Exercise brief
Write the lines below as a JSON list of strings, with one string for each line and blank lines omitted.

================

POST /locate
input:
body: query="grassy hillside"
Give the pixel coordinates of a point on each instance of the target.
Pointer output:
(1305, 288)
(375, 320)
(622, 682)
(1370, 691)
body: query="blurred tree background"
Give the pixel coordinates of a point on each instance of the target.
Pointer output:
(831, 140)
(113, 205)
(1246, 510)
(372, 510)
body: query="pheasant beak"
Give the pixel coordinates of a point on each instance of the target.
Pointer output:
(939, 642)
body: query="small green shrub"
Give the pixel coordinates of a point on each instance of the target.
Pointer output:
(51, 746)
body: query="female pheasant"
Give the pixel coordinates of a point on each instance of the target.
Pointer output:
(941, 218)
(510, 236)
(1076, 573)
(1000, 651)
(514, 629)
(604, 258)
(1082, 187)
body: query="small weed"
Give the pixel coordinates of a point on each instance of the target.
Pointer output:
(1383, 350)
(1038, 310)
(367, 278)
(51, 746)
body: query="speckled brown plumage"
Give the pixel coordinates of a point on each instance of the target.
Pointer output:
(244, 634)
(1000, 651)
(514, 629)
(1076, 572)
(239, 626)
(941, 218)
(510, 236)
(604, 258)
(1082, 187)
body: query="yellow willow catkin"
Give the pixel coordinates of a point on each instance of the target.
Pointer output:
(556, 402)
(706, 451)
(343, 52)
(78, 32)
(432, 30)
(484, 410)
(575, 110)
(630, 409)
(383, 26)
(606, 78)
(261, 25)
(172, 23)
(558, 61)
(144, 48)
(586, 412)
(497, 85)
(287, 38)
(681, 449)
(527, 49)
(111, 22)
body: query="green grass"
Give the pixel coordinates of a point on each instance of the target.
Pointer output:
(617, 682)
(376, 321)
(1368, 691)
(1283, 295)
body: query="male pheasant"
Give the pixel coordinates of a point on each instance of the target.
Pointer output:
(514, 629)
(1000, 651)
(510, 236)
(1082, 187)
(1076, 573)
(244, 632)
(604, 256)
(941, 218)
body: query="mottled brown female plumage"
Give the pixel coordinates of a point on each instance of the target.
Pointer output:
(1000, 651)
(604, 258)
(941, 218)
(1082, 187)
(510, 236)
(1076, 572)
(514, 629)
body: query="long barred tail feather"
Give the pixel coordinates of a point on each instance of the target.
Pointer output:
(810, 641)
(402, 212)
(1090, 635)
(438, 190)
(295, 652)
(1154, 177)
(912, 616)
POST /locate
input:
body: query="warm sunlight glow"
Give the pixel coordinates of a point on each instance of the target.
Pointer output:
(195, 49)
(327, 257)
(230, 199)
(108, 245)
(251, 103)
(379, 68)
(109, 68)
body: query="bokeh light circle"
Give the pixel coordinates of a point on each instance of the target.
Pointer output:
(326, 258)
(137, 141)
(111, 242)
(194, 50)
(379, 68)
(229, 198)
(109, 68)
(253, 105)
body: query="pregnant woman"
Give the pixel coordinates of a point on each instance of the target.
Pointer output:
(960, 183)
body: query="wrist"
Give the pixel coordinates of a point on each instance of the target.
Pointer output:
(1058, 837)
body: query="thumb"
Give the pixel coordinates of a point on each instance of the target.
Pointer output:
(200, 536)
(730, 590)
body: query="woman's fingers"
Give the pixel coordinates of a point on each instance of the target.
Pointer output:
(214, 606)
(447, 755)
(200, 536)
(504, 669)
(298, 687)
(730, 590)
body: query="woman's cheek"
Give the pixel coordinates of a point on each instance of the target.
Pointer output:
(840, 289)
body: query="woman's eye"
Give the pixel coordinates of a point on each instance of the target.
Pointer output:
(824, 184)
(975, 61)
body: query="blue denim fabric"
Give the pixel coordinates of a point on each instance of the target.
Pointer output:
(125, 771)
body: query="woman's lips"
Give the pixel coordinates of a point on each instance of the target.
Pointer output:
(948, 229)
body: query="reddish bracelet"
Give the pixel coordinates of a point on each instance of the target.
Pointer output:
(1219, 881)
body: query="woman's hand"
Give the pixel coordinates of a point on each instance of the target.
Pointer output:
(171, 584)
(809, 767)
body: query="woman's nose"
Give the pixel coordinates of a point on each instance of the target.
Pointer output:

================

Correct result
[
  "POST /locate",
  "input:",
  "body: query=\"grassy hillside\"",
  "Give the pixel coordinates of a point on each instance of the target.",
  "Pointer output:",
  "(1305, 288)",
  "(375, 320)",
  "(622, 682)",
  "(1370, 691)",
  "body: query=\"blurred tree background\"",
  "Give the pixel coordinates of a point on each instance of the target.",
  "Pointer output:",
  "(831, 140)",
  "(113, 205)",
  "(1246, 510)",
  "(372, 510)",
  "body: query=\"pheasant beak\"",
  "Give the pixel coordinates of a point on each instance of the target.",
  "Pointer output:",
  "(939, 642)",
  "body: query=\"small green shrub\"",
  "Give the pixel coordinates of a point on each instance of the target.",
  "Pointer output:",
  "(51, 746)",
  "body: query=\"female pheasant\"",
  "Give the pixel coordinates of a point on each instance of the target.",
  "Pointer output:",
  "(941, 218)",
  "(510, 236)",
  "(1076, 573)",
  "(1000, 651)",
  "(514, 629)",
  "(604, 258)",
  "(1082, 187)",
  "body: query=\"small weed\"",
  "Give the pixel coordinates of a point on each instance of the target.",
  "Pointer output:",
  "(1383, 350)",
  "(1038, 310)",
  "(367, 278)",
  "(51, 746)",
  "body: query=\"speckled brown plumage\"",
  "Give the pixel coordinates of a point on each instance of the target.",
  "Pointer output:",
  "(244, 634)",
  "(1000, 651)",
  "(514, 629)",
  "(1076, 572)",
  "(239, 626)",
  "(941, 218)",
  "(510, 236)",
  "(604, 258)",
  "(1082, 187)",
  "body: query=\"yellow willow catkin\"",
  "Give the pixel coordinates of a point on each instance of the target.",
  "Pointer output:",
  "(556, 402)",
  "(706, 451)",
  "(343, 52)",
  "(78, 32)",
  "(432, 30)",
  "(484, 410)",
  "(575, 110)",
  "(630, 409)",
  "(383, 26)",
  "(606, 78)",
  "(261, 25)",
  "(172, 23)",
  "(558, 61)",
  "(144, 48)",
  "(586, 412)",
  "(497, 85)",
  "(287, 38)",
  "(681, 449)",
  "(527, 49)",
  "(111, 22)",
  "body: query=\"green grass\"",
  "Give the pixel coordinates of a point on each instance of the target.",
  "Pointer output:",
  "(617, 682)",
  "(376, 321)",
  "(1368, 691)",
  "(1283, 295)",
  "body: query=\"male pheasant\"",
  "Give the pixel coordinates of a point on each instance of the target.",
  "Pointer output:",
  "(514, 629)",
  "(1000, 651)",
  "(510, 236)",
  "(1082, 187)",
  "(1076, 573)",
  "(244, 632)",
  "(604, 256)",
  "(941, 218)",
  "body: query=\"mottled brown female plumage\"",
  "Give the pixel coordinates of a point on each instance of the target.",
  "Pointer output:",
  "(1000, 651)",
  "(604, 258)",
  "(941, 218)",
  "(1082, 187)",
  "(510, 236)",
  "(1076, 572)",
  "(514, 629)",
  "body: query=\"long barred tail feather\"",
  "Give the pixel coordinates of a point on each instance of the target.",
  "Pointer output:",
  "(810, 641)",
  "(402, 212)",
  "(1090, 635)",
  "(438, 190)",
  "(295, 652)",
  "(1154, 177)",
  "(912, 616)",
  "POST /locate",
  "input:",
  "body: query=\"warm sunlight glow\"",
  "Give the pixel coordinates of a point on each instance of the target.",
  "Pointer output:",
  "(195, 49)",
  "(327, 257)",
  "(230, 199)",
  "(108, 245)",
  "(251, 103)",
  "(379, 68)",
  "(109, 68)",
  "body: query=\"bokeh light circle\"",
  "Give the pixel coordinates of a point on each instance of the target.",
  "Pointer output:",
  "(326, 258)",
  "(137, 141)",
  "(111, 242)",
  "(194, 50)",
  "(379, 68)",
  "(229, 198)",
  "(109, 68)",
  "(253, 105)",
  "body: query=\"pregnant woman\"",
  "Give the pixel coordinates of a point on each instance of the target.",
  "Pointer output:",
  "(960, 183)",
  "body: query=\"wrist\"",
  "Give the pixel coordinates of a point on each instance of the target.",
  "Pointer output:",
  "(1058, 837)",
  "body: query=\"thumb\"",
  "Give the pixel coordinates of a point on each instance of the target.",
  "Pointer output:",
  "(200, 536)",
  "(730, 590)",
  "body: query=\"woman's fingers\"",
  "Give the pixel coordinates of a point on each instance of the target.",
  "Pointer output:",
  "(214, 606)",
  "(447, 755)",
  "(200, 536)",
  "(504, 669)",
  "(298, 687)",
  "(730, 590)",
  "body: query=\"woman's cheek\"",
  "Give the pixel coordinates of a point on each instance of the target.",
  "Pointer output:",
  "(840, 289)",
  "body: query=\"woman's eye\"",
  "Give the pixel coordinates of a point on each instance of the target.",
  "Pointer output:",
  "(824, 184)",
  "(975, 61)",
  "body: query=\"blue denim fabric\"",
  "Give the pixel coordinates of a point on each instance of the target.",
  "Pointer output:",
  "(125, 771)",
  "body: query=\"woman's lips\"",
  "Give the pixel coordinates of a point on each instance of the target.",
  "Pointer output:",
  "(948, 229)",
  "body: query=\"reddish bracelet\"",
  "Give the pixel coordinates of a point on each instance of the target.",
  "Pointer output:",
  "(1219, 881)",
  "body: query=\"woman's hand\"",
  "Give the pixel coordinates of a point on each instance of the target.",
  "Pointer output:",
  "(171, 584)",
  "(809, 767)",
  "body: query=\"woman's nose\"",
  "Give the pixel coordinates of a point on each instance of the target.",
  "Pointer output:"
]